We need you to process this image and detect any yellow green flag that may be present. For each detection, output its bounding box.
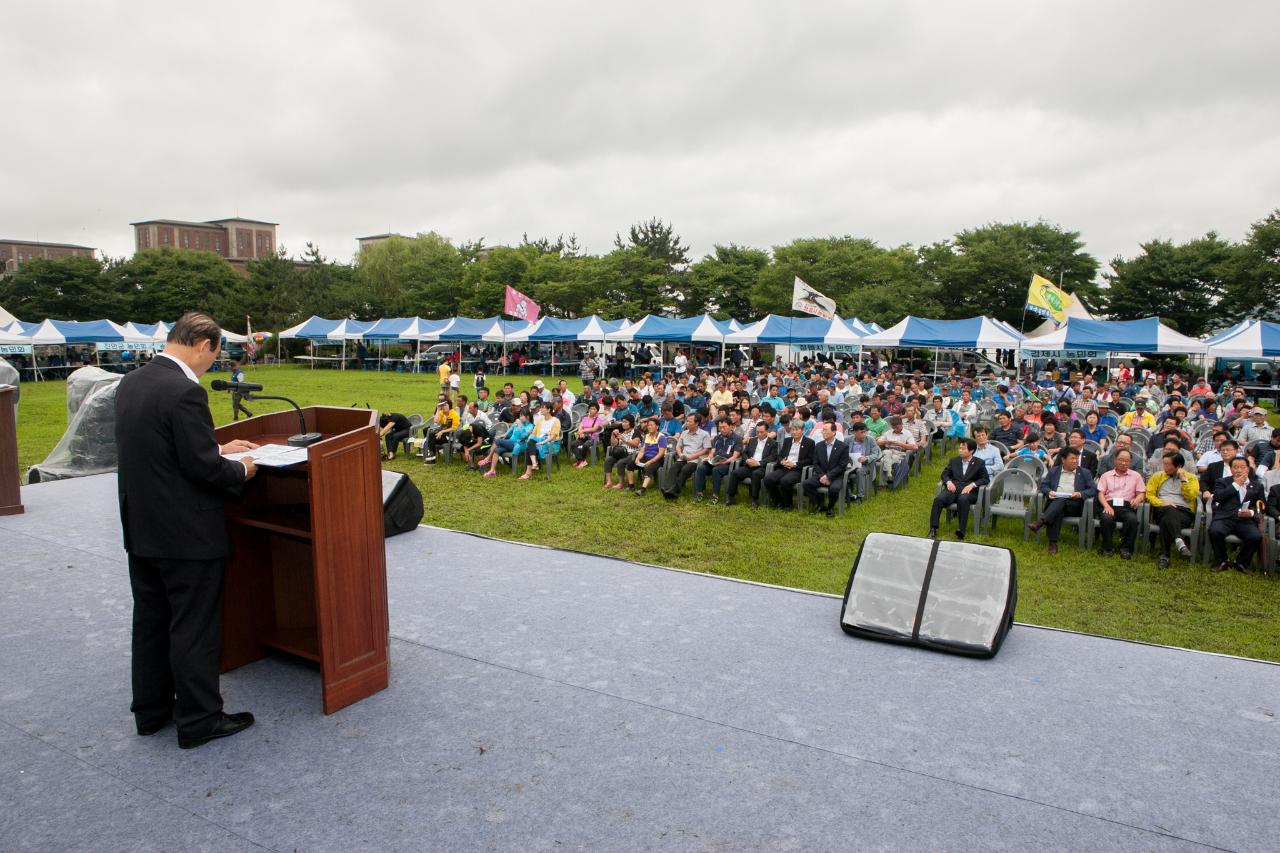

● ● ● ● ● ● ●

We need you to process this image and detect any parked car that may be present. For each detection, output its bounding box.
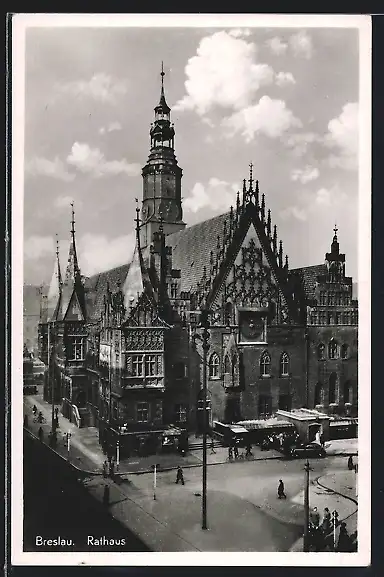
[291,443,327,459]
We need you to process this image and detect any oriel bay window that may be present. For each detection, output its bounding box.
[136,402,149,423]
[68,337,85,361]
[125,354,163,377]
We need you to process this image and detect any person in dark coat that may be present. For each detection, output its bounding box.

● ● ● ● ● ● ●

- _Faça isto_: Por favor, edite os registros da linha que contém "We need you to process this image and detect any oriel" até a linha que contém "We need you to process this image and detect any person", inclusive as duas. Troque "dark coat" por "black raincoat" e reproduza só esse trecho, com todo o resto inalterado.

- _Resultado da tarefa_:
We need you to process this image and detect any oriel bay window that may be present. For each detection, output its bounding box.
[136,402,149,423]
[68,337,85,361]
[125,354,163,377]
We need you to process this image and detect any person in black raincoat that may be present. For each detection, output its bounding box.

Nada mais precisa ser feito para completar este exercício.